_Data listing_:
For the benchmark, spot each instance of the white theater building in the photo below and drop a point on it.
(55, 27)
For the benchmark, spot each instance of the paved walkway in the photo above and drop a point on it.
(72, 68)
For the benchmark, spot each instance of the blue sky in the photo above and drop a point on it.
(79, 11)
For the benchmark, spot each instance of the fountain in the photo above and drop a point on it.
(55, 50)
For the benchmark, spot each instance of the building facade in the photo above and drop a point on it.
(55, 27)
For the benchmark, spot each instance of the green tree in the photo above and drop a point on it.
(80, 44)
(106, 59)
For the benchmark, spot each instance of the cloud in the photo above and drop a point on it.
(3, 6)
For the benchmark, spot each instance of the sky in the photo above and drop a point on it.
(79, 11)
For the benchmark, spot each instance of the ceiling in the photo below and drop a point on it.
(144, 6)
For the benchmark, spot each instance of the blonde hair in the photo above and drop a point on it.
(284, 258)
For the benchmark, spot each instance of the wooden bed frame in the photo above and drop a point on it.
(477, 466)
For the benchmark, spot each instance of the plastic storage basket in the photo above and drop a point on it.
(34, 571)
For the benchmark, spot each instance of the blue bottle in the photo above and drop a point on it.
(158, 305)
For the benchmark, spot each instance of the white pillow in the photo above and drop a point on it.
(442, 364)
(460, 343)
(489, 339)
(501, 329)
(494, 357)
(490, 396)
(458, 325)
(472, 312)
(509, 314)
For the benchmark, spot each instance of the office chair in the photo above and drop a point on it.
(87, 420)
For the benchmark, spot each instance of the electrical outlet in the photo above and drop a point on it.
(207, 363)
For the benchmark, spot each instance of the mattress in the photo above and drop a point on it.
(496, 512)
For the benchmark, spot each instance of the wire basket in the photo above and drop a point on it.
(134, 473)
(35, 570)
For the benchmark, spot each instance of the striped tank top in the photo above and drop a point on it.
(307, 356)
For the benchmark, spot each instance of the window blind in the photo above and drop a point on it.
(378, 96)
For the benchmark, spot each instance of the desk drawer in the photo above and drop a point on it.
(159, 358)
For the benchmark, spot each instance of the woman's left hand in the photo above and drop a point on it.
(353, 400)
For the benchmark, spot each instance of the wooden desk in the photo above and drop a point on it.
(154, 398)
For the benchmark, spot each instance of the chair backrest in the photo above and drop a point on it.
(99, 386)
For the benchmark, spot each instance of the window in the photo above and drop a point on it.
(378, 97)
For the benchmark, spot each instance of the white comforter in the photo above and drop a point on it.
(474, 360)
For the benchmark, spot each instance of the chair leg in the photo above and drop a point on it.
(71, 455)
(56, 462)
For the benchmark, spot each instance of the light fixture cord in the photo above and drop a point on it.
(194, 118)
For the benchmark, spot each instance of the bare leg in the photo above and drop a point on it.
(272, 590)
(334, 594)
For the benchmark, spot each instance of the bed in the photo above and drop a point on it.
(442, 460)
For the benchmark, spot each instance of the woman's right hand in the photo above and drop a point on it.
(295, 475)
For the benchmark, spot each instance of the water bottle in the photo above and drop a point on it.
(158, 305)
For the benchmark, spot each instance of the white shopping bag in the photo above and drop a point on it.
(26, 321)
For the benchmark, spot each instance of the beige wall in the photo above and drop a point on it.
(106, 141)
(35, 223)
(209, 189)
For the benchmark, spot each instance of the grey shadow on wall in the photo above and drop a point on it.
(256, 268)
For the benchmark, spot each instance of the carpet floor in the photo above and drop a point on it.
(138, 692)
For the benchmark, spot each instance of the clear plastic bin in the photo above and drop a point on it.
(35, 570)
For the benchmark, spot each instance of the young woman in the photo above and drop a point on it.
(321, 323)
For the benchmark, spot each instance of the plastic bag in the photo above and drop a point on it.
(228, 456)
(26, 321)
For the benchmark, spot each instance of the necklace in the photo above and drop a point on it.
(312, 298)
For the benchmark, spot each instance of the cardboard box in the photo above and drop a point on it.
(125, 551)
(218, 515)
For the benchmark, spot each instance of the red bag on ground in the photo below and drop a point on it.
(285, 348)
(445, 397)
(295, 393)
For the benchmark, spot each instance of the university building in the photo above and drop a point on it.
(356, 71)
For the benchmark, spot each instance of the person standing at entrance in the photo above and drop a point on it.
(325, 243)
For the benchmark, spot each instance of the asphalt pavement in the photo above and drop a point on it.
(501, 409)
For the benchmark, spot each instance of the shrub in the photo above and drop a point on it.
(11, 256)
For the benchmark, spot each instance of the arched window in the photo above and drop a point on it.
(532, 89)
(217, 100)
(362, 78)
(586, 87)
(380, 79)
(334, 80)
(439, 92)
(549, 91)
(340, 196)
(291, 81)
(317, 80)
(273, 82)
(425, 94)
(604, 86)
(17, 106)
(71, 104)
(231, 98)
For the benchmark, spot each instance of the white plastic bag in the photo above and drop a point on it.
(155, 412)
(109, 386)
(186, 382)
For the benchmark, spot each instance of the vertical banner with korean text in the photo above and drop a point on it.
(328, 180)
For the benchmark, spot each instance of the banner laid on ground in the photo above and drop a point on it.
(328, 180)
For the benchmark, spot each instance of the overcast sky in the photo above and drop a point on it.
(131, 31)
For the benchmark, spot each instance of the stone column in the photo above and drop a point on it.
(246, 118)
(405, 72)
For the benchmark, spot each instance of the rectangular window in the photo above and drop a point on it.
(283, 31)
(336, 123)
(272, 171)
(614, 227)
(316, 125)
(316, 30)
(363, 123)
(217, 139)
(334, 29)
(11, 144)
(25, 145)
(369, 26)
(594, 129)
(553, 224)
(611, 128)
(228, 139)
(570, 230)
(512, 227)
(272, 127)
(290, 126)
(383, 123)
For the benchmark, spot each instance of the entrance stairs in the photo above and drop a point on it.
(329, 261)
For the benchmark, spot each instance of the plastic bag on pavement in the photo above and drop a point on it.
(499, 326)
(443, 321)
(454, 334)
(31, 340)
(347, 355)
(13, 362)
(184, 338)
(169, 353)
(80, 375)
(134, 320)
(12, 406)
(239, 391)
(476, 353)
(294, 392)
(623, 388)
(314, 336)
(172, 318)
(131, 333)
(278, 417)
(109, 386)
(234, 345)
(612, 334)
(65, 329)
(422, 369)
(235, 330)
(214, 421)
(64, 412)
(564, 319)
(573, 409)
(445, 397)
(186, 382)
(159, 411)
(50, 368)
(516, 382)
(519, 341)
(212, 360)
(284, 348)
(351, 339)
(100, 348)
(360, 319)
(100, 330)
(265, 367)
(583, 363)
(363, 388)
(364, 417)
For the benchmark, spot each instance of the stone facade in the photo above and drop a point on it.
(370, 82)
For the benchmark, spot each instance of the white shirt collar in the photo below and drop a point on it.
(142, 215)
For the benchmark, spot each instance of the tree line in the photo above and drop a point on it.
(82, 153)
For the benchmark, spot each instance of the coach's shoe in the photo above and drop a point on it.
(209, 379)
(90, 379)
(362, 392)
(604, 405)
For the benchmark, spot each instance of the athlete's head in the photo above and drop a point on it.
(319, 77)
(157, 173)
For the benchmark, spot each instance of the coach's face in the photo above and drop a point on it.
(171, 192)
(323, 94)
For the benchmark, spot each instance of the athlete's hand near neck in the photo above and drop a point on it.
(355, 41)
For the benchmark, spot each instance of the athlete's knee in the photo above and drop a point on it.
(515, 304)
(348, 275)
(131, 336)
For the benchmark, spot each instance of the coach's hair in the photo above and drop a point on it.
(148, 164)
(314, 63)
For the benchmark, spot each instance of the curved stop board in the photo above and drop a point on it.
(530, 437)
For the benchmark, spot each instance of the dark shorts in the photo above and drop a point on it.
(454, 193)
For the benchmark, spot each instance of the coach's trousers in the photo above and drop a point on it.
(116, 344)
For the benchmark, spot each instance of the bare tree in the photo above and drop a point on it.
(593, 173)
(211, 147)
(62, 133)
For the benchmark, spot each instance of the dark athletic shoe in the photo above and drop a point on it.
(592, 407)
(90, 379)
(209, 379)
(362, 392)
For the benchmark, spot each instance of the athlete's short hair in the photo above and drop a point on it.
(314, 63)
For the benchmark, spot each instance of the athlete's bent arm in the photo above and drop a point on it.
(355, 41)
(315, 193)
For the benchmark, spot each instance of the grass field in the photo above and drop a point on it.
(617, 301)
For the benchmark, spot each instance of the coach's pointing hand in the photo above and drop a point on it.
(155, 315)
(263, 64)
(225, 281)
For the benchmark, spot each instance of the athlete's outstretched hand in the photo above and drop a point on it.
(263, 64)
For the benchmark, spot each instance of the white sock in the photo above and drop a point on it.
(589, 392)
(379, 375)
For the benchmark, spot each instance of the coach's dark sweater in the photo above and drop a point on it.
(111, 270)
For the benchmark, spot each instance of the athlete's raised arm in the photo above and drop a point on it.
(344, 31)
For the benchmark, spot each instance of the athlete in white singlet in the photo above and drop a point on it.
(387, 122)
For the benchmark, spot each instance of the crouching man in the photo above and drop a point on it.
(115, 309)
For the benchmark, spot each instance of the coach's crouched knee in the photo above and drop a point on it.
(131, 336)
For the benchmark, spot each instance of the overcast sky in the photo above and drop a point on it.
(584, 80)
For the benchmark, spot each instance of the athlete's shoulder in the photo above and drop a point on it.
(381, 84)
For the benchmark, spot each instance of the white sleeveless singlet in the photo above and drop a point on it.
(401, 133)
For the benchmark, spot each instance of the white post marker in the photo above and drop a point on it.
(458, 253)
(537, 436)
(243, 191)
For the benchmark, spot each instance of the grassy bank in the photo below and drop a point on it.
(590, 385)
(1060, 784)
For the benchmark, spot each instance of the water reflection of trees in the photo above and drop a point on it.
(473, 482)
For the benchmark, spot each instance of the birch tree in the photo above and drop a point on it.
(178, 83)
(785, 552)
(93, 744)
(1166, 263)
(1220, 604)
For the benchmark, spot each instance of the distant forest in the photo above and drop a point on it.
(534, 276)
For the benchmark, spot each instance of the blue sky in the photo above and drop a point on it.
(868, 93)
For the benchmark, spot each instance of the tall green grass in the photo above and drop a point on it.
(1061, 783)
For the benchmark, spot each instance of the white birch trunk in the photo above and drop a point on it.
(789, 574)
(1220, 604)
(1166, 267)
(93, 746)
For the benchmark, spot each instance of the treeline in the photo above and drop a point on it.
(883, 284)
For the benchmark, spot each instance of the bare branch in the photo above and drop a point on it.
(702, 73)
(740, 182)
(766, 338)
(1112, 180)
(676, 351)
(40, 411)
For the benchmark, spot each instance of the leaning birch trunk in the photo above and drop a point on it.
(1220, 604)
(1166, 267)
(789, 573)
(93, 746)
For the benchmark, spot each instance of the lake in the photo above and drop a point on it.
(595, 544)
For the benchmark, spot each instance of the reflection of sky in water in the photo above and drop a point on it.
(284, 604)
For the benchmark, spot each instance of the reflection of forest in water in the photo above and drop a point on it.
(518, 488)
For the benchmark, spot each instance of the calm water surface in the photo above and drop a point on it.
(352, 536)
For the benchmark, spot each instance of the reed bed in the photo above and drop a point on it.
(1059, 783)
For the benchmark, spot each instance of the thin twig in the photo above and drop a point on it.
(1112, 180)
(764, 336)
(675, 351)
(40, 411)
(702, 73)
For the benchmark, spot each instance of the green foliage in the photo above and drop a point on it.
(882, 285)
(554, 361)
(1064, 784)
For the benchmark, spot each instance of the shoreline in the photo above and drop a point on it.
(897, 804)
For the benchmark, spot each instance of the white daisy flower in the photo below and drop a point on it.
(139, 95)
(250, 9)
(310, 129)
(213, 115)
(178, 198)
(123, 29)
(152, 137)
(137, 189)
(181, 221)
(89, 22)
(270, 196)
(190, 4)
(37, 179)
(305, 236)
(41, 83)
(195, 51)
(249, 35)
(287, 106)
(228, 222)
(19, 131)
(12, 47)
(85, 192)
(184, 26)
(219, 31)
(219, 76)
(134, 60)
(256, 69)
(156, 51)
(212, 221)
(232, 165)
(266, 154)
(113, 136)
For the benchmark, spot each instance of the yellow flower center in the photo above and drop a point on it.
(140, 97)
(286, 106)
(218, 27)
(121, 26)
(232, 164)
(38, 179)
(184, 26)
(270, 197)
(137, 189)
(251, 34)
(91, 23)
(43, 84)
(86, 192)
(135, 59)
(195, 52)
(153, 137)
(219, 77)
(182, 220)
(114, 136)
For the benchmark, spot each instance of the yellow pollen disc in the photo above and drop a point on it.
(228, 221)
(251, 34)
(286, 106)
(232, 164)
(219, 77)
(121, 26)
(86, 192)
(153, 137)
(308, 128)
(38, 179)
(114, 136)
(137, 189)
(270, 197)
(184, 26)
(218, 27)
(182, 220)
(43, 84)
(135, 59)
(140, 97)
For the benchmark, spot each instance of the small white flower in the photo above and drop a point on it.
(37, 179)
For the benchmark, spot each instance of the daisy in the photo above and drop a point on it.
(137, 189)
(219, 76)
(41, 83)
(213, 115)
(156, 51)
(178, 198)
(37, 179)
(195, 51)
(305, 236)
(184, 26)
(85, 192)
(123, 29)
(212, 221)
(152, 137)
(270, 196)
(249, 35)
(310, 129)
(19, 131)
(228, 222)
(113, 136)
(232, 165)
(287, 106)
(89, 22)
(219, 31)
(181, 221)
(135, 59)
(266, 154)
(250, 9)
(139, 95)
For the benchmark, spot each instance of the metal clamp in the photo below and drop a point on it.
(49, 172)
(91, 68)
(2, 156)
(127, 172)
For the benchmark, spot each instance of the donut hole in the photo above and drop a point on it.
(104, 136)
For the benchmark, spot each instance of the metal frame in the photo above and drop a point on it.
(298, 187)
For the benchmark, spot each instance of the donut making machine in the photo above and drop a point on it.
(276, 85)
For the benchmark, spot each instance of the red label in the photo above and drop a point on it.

_GIVEN PROBLEM_: Return the line that contains "For the benchmark, spot each instance of the metal clamp" and all lines after it, verbatim, and nothing else.

_TASK SOLUTION_:
For the benchmark, spot each instance of the metal clamp in the photo below and drop a point on it.
(49, 172)
(91, 68)
(2, 156)
(127, 172)
For the benchmark, spot each instance of the donut hole in the photo above and drop a point on it.
(104, 136)
For the benchmark, spot each instance of the metal frame in the photo above and drop a point on it.
(298, 187)
For the benchmark, spot each instance of the donut making machine in the photo above and drop a point on it.
(276, 85)
For the benchmark, spot each instance of the red label in the photo above and drop a point on it.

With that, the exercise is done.